# Work to complete
Starting at the line with "Return the polygon of every instance of the black", retype each line exactly up to and including the final line of the records below.

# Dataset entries
--
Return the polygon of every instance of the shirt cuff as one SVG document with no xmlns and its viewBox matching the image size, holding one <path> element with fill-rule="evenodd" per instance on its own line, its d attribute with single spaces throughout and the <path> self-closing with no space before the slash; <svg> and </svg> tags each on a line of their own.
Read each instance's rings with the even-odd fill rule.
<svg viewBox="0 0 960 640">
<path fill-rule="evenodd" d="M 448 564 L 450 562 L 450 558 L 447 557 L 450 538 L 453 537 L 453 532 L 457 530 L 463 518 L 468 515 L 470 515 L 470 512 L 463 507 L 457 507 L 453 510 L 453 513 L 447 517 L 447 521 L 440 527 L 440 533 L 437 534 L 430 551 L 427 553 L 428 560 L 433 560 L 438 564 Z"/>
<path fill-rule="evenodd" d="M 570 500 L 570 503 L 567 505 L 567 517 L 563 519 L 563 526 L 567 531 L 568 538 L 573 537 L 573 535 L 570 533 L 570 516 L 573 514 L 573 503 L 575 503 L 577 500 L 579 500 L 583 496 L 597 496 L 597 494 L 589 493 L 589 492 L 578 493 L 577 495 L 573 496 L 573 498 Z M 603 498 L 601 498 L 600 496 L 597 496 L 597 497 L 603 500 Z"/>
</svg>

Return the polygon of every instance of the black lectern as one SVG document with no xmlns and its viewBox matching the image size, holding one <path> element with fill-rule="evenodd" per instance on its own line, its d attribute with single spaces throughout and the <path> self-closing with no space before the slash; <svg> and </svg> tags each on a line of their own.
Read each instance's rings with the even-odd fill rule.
--
# Expected output
Return the polygon of every instance of the black lectern as one SVG document with no xmlns and its viewBox matching the image size, holding one <path> element with fill-rule="evenodd" per instance on its own line, its d attribute with single spaces throughout and the <path> self-closing with no space before the slash; <svg> and </svg> tags each on a line of their own.
Read each instance's rings with the even-odd fill rule.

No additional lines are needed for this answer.